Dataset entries
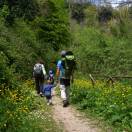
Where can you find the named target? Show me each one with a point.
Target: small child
(51, 76)
(47, 91)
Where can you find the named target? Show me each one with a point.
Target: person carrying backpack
(65, 71)
(39, 74)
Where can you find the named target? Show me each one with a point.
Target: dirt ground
(71, 120)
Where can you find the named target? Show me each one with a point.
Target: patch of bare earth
(71, 120)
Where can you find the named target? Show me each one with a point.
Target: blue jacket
(47, 89)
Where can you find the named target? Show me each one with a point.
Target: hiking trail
(71, 120)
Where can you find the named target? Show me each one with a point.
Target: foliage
(52, 27)
(26, 9)
(21, 111)
(105, 14)
(111, 103)
(97, 52)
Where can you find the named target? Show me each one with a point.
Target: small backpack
(38, 70)
(69, 64)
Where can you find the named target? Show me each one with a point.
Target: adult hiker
(39, 74)
(65, 70)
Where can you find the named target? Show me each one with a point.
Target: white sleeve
(43, 69)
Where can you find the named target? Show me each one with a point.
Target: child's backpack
(69, 64)
(38, 70)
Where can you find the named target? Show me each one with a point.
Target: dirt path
(71, 120)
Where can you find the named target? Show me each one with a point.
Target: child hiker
(47, 91)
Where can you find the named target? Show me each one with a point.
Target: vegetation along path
(72, 120)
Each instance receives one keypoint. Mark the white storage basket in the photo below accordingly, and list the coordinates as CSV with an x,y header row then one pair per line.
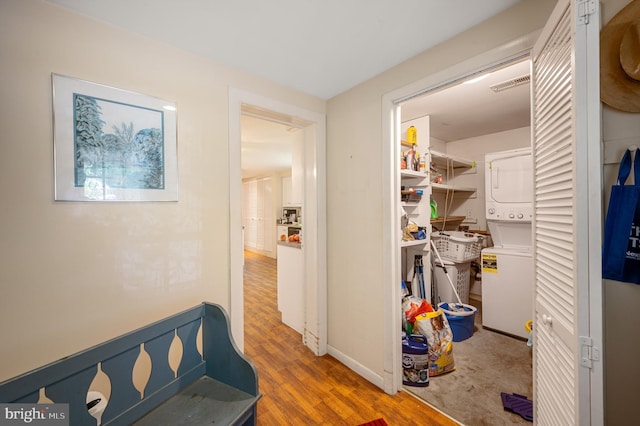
x,y
457,246
460,275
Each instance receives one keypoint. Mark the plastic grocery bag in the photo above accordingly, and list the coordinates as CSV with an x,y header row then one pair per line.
x,y
435,327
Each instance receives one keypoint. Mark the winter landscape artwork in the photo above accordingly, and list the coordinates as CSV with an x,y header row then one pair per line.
x,y
111,144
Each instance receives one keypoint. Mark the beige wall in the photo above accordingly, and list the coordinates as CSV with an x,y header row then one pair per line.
x,y
74,274
622,300
354,183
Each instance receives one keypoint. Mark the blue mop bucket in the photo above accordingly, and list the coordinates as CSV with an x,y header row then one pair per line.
x,y
461,322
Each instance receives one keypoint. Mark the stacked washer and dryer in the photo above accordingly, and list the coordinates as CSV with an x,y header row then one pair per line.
x,y
507,267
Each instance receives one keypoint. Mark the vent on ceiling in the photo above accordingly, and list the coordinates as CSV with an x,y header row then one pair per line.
x,y
511,83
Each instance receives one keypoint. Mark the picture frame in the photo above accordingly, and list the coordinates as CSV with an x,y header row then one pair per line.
x,y
112,144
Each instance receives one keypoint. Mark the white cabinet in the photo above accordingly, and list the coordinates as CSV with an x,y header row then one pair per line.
x,y
439,182
290,271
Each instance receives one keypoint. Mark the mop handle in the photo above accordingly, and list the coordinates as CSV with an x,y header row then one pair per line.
x,y
435,250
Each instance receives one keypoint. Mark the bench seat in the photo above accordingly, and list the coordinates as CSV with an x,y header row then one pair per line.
x,y
212,382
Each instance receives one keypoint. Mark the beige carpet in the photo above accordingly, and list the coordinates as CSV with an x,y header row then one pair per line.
x,y
487,363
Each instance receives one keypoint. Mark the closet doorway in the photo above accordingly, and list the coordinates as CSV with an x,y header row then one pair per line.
x,y
485,113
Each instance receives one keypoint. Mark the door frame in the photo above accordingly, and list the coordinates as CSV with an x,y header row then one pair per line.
x,y
517,49
314,214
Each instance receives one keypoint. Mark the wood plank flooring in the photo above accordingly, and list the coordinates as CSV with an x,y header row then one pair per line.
x,y
300,388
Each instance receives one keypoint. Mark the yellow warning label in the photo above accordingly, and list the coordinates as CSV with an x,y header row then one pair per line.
x,y
490,263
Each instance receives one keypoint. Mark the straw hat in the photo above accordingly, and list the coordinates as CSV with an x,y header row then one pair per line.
x,y
620,60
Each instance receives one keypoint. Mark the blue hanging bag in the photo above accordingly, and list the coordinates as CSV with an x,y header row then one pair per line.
x,y
621,248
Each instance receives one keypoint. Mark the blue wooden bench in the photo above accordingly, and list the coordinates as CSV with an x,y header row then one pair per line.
x,y
211,383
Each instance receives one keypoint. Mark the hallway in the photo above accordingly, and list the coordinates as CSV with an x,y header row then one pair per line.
x,y
301,389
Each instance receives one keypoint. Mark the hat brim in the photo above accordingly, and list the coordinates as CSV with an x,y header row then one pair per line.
x,y
617,89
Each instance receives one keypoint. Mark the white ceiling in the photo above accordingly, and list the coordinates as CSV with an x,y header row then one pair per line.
x,y
463,111
321,47
324,48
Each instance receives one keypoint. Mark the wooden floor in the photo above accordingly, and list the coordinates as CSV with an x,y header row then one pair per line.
x,y
300,388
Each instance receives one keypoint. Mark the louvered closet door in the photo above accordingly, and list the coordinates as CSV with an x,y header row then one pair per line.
x,y
561,226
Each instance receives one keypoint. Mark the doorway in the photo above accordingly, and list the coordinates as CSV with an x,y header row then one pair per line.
x,y
487,112
312,125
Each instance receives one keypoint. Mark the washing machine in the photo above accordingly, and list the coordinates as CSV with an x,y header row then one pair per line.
x,y
507,267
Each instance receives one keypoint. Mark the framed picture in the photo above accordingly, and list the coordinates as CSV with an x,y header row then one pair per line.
x,y
111,144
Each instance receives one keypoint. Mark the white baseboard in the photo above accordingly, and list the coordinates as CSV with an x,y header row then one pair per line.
x,y
360,369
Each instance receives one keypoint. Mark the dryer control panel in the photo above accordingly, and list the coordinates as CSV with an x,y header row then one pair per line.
x,y
496,211
509,185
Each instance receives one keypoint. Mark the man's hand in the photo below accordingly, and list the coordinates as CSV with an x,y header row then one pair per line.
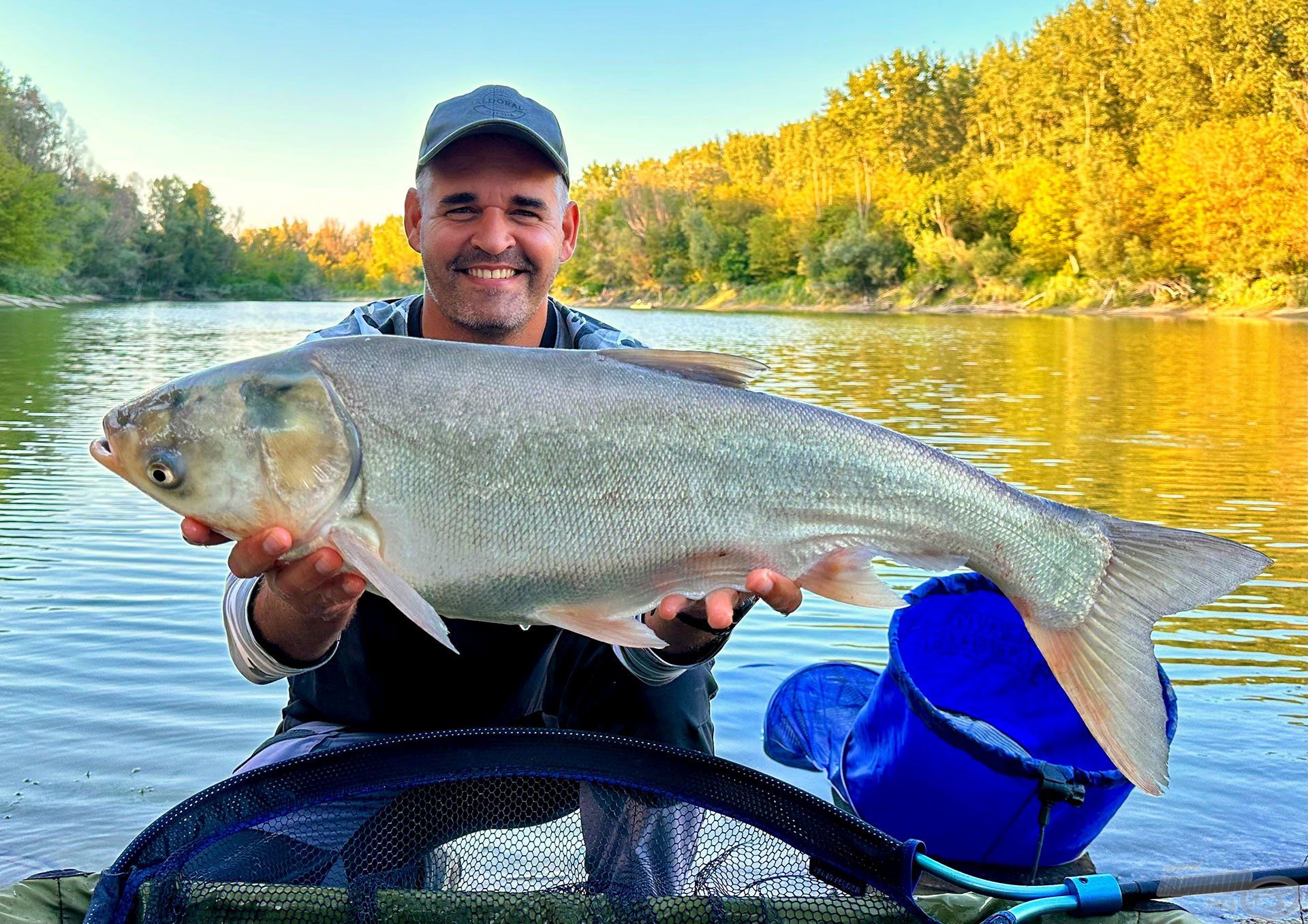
x,y
301,607
775,590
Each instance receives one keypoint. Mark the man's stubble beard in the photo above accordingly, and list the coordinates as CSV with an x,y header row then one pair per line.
x,y
471,315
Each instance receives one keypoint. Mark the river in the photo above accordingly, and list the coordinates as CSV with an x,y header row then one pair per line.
x,y
119,698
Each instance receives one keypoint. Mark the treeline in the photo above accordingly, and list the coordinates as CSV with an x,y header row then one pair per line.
x,y
1127,152
65,227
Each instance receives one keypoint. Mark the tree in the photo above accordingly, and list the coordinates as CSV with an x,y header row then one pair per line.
x,y
183,247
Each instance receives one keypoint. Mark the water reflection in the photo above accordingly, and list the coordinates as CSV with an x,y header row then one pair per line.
x,y
122,699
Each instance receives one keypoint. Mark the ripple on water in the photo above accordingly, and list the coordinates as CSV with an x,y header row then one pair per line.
x,y
113,659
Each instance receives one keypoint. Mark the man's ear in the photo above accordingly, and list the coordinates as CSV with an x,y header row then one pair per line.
x,y
572,225
412,219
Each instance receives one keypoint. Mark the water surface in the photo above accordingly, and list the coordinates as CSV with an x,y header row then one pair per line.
x,y
119,697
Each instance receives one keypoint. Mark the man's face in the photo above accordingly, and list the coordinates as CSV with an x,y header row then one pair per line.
x,y
492,221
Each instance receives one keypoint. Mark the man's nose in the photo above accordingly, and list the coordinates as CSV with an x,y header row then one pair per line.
x,y
493,233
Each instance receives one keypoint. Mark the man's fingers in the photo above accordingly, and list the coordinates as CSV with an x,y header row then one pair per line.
x,y
671,605
198,534
719,607
775,590
305,575
258,553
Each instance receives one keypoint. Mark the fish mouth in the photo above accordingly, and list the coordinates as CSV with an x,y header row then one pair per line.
x,y
102,451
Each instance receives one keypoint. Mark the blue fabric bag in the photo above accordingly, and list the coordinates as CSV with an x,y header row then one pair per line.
x,y
950,744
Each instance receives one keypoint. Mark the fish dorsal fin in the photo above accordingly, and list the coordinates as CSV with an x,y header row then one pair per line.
x,y
721,369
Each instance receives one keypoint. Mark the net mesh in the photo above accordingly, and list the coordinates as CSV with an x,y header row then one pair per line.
x,y
508,827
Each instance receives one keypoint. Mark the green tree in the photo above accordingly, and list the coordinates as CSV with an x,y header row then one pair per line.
x,y
185,251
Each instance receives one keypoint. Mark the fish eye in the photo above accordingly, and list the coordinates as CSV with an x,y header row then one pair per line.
x,y
164,472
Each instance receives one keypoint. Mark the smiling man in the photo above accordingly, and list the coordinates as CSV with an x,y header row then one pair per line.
x,y
492,220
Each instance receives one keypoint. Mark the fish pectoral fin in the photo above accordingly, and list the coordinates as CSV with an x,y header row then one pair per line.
x,y
364,558
602,624
848,575
721,369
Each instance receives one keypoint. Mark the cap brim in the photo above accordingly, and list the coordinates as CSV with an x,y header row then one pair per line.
x,y
504,127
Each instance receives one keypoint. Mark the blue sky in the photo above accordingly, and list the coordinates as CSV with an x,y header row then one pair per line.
x,y
314,110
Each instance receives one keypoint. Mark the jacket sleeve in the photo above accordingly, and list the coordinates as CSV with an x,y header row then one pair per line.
x,y
255,663
251,659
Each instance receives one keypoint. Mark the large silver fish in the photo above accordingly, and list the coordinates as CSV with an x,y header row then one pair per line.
x,y
577,489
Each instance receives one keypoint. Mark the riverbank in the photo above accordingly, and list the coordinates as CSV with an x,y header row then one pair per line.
x,y
1026,308
45,301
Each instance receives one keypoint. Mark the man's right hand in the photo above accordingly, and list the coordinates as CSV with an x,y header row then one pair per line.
x,y
301,607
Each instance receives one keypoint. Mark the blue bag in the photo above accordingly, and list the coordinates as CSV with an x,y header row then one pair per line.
x,y
951,743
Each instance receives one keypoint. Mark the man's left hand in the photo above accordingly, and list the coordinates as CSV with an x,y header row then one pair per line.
x,y
775,590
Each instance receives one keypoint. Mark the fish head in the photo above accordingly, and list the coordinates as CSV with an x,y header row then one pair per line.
x,y
240,447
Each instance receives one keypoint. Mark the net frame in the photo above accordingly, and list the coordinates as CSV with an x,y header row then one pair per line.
x,y
844,851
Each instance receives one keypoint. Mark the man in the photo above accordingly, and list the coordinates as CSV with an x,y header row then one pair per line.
x,y
492,220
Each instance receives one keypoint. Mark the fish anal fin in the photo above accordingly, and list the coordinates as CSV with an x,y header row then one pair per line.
x,y
364,557
1107,668
602,624
722,369
848,575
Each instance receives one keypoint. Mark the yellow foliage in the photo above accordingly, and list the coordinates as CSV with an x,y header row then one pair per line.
x,y
392,259
1228,196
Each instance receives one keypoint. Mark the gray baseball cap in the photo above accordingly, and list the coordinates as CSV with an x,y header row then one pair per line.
x,y
495,110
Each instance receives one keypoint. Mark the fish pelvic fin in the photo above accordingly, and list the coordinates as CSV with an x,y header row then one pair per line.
x,y
850,577
1107,665
602,624
364,557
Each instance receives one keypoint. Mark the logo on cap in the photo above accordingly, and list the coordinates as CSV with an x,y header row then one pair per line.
x,y
499,105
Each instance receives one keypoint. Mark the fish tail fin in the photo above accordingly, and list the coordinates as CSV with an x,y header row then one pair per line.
x,y
1107,665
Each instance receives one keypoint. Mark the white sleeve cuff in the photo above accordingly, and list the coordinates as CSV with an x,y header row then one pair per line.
x,y
251,659
648,667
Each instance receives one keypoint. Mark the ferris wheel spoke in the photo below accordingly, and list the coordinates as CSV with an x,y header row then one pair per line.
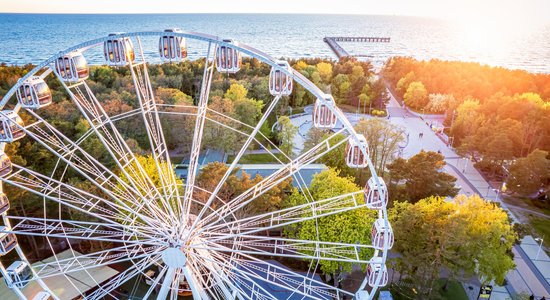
x,y
116,146
75,198
218,274
261,270
78,159
274,179
80,230
166,283
153,127
235,161
129,273
241,285
199,128
155,283
93,260
283,247
291,215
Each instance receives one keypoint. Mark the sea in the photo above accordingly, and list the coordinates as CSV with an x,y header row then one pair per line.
x,y
32,38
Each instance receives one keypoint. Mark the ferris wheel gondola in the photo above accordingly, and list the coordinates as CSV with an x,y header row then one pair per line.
x,y
209,247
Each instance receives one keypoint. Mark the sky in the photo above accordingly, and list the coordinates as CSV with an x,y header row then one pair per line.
x,y
461,10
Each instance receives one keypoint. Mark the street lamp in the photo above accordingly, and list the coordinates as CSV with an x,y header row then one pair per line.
x,y
465,164
540,246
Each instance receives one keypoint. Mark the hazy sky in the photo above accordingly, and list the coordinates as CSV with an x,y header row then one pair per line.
x,y
462,10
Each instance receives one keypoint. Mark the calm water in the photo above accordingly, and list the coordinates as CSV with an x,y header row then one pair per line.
x,y
26,38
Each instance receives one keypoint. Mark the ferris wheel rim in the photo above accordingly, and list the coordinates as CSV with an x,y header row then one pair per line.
x,y
265,58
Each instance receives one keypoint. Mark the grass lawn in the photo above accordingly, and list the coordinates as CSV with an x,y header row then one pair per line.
x,y
541,227
454,291
263,158
176,159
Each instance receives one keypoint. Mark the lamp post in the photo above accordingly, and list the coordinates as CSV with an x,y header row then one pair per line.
x,y
465,164
540,246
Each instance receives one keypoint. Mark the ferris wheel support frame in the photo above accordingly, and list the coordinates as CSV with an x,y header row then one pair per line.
x,y
116,145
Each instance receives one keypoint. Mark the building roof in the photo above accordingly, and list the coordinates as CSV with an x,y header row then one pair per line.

TASK: Output nothing but the lines from the one with "Each instance receives one keypoint. Mark the ferris wheel rim" through the last line above, each exactly as it stands.

WRITTEN ANSWER:
Each instance receives one keypoint. Mark the ferris wheel rim in the photo above accordingly, and list the coordinates as CSV with an x,y header row then one pair per line.
x,y
265,58
Each instance receives one keypoint. Mark the grass lawn in the photo above accordingly, and list the coordinates as CSV with an x,y header row then one pair per line.
x,y
541,227
454,291
263,158
176,159
Each instance receives one keypoint. Mark the lamp post in the photo above accordingly, and list the coordinates as CSV with an x,y header row then one pair per line.
x,y
465,164
540,246
Each instance receives one keypoint. Mark the ferris wheel support frame in the photo above accordingly, and list the coordinates as CSV with an x,y header row then one pair per line.
x,y
116,145
Each instance receives one keypoint. Mark the building roof in the photo above accordingly, and list the coordinates as CSV with an x,y header row then one pair per line.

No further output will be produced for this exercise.